(Texto em estudo)
O jornalismo e a antecipação da morte

O jornalismo e a antecipação da morte

Foto: Reprodução Jornal da Metropole

Por: Malu Fontes no dia 06 de maio de 2021 às 10:58

As redes sociais redimensionaram o significado do verbo morrer, até para segmentos do jornalismo, para quem deveria ser óbvia a diferença entre estar morto e estar vivo. O falecimento do ator Paulo Gustavo, aos 42 anos, após quase dois meses de internação por Covid, foi objeto de mais uma repetição da antecipação da morte de uma pessoa famosa. Na tarde de terça-feira, quando começaram a circular as informações de que o quadro de saúde do ator se agravara e se tornara irreversível, repetiu-se nas redes sociais, e em maior escala, o mesmo roteiro do obituário antecipado quando da morte cerebral do apresentador Gugu Liberato, em novembro de 2019. 

Uma postagem da época, feita em um site de notícias em Salvador, definia bem o neoenquadramento dado à morte dos famosos em tempos de concorrência acirrada pela instantaneidade do furo jornalístico em plataformas digitais. Mais importante que a fidedignidade da informação é a velocidade e o imediatismo de quem anuncia primeiro, independentemente da imprecisão da notícia publicada. Ou melhor, postada. A postagem de 2019 sobre Gugu dizia algo mais ou menos assim: “Apresentador Gugu morre aos 60 anos após acidente doméstico; assessoria nega”. Algumas horas depois, a assessoria confirmou. 

Não foi muito diferente com a morte de Paulo Gustavo. Embora o óbito só tenha sido confirmado oficialmente por volta das 21 horas da terça (04 de maio), desde o meio da tarde vários sites pouco expressivos e a Rede Record já haviam “cravado” a morte, levando anônimos e famosos amigos do ator a baterem boca o resto do dia, debatendo ética jornalística, a falta dela, e a trocando de ofensas como corvos, abutres e insensíveis. O jornalismo, aliás, quando pega gosto por uma palavra da vez, não escreve um parágrafo sem usá-la. E cravar é o verbo de agora, uma espécie de confirmação e martelo batido sobre algo. Não se confirma nem se garante mais nada. Crava-se. Como um prego.

(Dados extraídos)

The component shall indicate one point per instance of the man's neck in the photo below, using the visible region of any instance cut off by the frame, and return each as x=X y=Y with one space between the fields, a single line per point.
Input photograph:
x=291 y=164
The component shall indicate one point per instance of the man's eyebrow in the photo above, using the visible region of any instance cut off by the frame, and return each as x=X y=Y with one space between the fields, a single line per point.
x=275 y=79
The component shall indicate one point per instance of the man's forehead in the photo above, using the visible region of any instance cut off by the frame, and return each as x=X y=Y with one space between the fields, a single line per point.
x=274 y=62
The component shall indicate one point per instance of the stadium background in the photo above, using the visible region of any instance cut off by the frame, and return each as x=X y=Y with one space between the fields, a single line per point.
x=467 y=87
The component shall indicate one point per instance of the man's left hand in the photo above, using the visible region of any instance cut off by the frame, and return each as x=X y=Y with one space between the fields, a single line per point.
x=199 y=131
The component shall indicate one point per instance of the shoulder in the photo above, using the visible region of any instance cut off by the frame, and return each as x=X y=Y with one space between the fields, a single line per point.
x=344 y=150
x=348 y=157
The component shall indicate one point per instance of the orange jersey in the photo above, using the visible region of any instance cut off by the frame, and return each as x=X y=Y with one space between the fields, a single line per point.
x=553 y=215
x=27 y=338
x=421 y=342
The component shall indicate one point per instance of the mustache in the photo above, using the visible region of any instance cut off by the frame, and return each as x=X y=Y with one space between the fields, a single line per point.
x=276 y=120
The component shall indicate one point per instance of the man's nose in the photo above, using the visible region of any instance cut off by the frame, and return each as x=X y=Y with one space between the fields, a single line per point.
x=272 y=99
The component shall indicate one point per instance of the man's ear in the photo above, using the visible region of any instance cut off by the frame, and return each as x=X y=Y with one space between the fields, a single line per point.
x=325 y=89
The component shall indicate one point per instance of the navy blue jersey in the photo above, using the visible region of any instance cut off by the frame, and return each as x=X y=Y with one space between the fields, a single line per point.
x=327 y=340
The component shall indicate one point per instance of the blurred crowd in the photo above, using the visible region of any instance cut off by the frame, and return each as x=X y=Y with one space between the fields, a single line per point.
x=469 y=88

(Tarefas a realizar)
[1] Reescreva em forma de lista, de modo mais breve, o parágrafo do texto em estudo que começa com "Uma postagem da época", mantendo seus fatos principais.
[2] Reproduza, sem nenhuma alteração, o trecho do texto em estudo que vai de "Uma postagem da" até "a assessoria confirmou.", incluindo este último.
Os registros provêm de uma fonte distinta da do texto em estudo.

(Respostas por tarefa)
[1]
- Uma postagem feita na época em um site de notícias de Salvador definia bem o novo enquadramento dado à morte dos famosos, em tempos de concorrência acirrada pela instantaneidade do furo jornalístico em plataformas digitais.
- A velocidade e o imediatismo de quem anuncia primeiro importam mais que a fidedignidade da informação, mesmo que a notícia seja imprecisa.
- A postagem de 2019 sobre Gugu dizia mais ou menos: "Apresentador Gugu morre aos 60 anos após acidente doméstico; assessoria nega".
- Algumas horas depois, a assessoria confirmou a morte.

[2]
Uma postagem da época, feita em um site de notícias em Salvador, definia bem o neoenquadramento dado à morte dos famosos em tempos de concorrência acirrada pela instantaneidade do furo jornalístico em plataformas digitais. Mais importante que a fidedignidade da informação é a velocidade e o imediatismo de quem anuncia primeiro, independentemente da imprecisão da notícia publicada. Ou melhor, postada. A postagem de 2019 sobre Gugu dizia algo mais ou menos assim: “Apresentador Gugu morre aos 60 anos após acidente doméstico; assessoria nega”. Algumas horas depois, a assessoria confirmou.